▶ **GIVEN EXERCISE**:
Edit the data below so that "sample of the format" becomes "example of the format", keeping everything else the same. Leave the pictures out of your answer.

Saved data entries
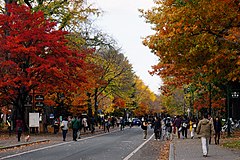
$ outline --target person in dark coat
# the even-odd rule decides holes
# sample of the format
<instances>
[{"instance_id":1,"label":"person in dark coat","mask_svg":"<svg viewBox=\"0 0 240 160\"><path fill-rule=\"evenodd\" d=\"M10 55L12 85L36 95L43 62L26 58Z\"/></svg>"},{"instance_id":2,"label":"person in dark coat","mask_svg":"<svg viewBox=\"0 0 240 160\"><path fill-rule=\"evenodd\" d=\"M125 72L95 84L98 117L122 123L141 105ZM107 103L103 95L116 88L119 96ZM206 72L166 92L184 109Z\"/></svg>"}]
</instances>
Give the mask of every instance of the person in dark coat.
<instances>
[{"instance_id":1,"label":"person in dark coat","mask_svg":"<svg viewBox=\"0 0 240 160\"><path fill-rule=\"evenodd\" d=\"M77 116L72 119L73 141L77 141L77 132L80 128L80 121Z\"/></svg>"},{"instance_id":2,"label":"person in dark coat","mask_svg":"<svg viewBox=\"0 0 240 160\"><path fill-rule=\"evenodd\" d=\"M174 120L173 125L177 127L177 135L178 135L178 138L180 138L180 132L181 132L180 128L182 125L182 119L179 115L177 115L177 118Z\"/></svg>"},{"instance_id":3,"label":"person in dark coat","mask_svg":"<svg viewBox=\"0 0 240 160\"><path fill-rule=\"evenodd\" d=\"M156 117L155 121L154 121L155 140L160 140L160 138L161 138L161 130L162 130L162 127L161 127L160 118Z\"/></svg>"},{"instance_id":4,"label":"person in dark coat","mask_svg":"<svg viewBox=\"0 0 240 160\"><path fill-rule=\"evenodd\" d=\"M216 117L214 120L214 130L215 130L215 144L219 144L222 122L219 117Z\"/></svg>"},{"instance_id":5,"label":"person in dark coat","mask_svg":"<svg viewBox=\"0 0 240 160\"><path fill-rule=\"evenodd\" d=\"M17 132L18 142L20 142L21 135L23 132L23 121L21 119L16 120L16 132Z\"/></svg>"},{"instance_id":6,"label":"person in dark coat","mask_svg":"<svg viewBox=\"0 0 240 160\"><path fill-rule=\"evenodd\" d=\"M182 136L183 136L183 138L187 138L188 127L189 127L189 120L188 120L187 116L185 115L182 120Z\"/></svg>"}]
</instances>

▶ **RESPONSE TO THIS TASK**:
$ outline --target person in dark coat
# the even-odd rule decides holes
# example of the format
<instances>
[{"instance_id":1,"label":"person in dark coat","mask_svg":"<svg viewBox=\"0 0 240 160\"><path fill-rule=\"evenodd\" d=\"M10 55L12 85L36 95L43 62L26 58Z\"/></svg>"},{"instance_id":2,"label":"person in dark coat","mask_svg":"<svg viewBox=\"0 0 240 160\"><path fill-rule=\"evenodd\" d=\"M125 72L95 84L98 117L122 123L141 105ZM107 103L103 95L116 88L119 96ZM206 72L166 92L184 109Z\"/></svg>"}]
</instances>
Give the mask of every instance of the person in dark coat.
<instances>
[{"instance_id":1,"label":"person in dark coat","mask_svg":"<svg viewBox=\"0 0 240 160\"><path fill-rule=\"evenodd\" d=\"M77 116L72 119L73 141L77 141L77 132L80 128L80 121Z\"/></svg>"},{"instance_id":2,"label":"person in dark coat","mask_svg":"<svg viewBox=\"0 0 240 160\"><path fill-rule=\"evenodd\" d=\"M174 120L173 125L177 127L177 135L178 135L178 138L180 138L180 132L181 132L180 128L182 125L182 119L179 115L177 115L177 118Z\"/></svg>"},{"instance_id":3,"label":"person in dark coat","mask_svg":"<svg viewBox=\"0 0 240 160\"><path fill-rule=\"evenodd\" d=\"M156 117L155 121L154 121L155 140L160 140L160 138L161 138L161 130L162 130L162 127L161 127L160 118Z\"/></svg>"},{"instance_id":4,"label":"person in dark coat","mask_svg":"<svg viewBox=\"0 0 240 160\"><path fill-rule=\"evenodd\" d=\"M216 117L214 120L214 130L215 130L215 144L219 144L222 122L219 117Z\"/></svg>"},{"instance_id":5,"label":"person in dark coat","mask_svg":"<svg viewBox=\"0 0 240 160\"><path fill-rule=\"evenodd\" d=\"M17 132L18 142L20 142L21 135L23 132L23 121L21 119L16 120L16 132Z\"/></svg>"},{"instance_id":6,"label":"person in dark coat","mask_svg":"<svg viewBox=\"0 0 240 160\"><path fill-rule=\"evenodd\" d=\"M182 136L183 136L183 138L187 138L188 127L189 127L189 120L188 120L187 116L185 115L182 120Z\"/></svg>"}]
</instances>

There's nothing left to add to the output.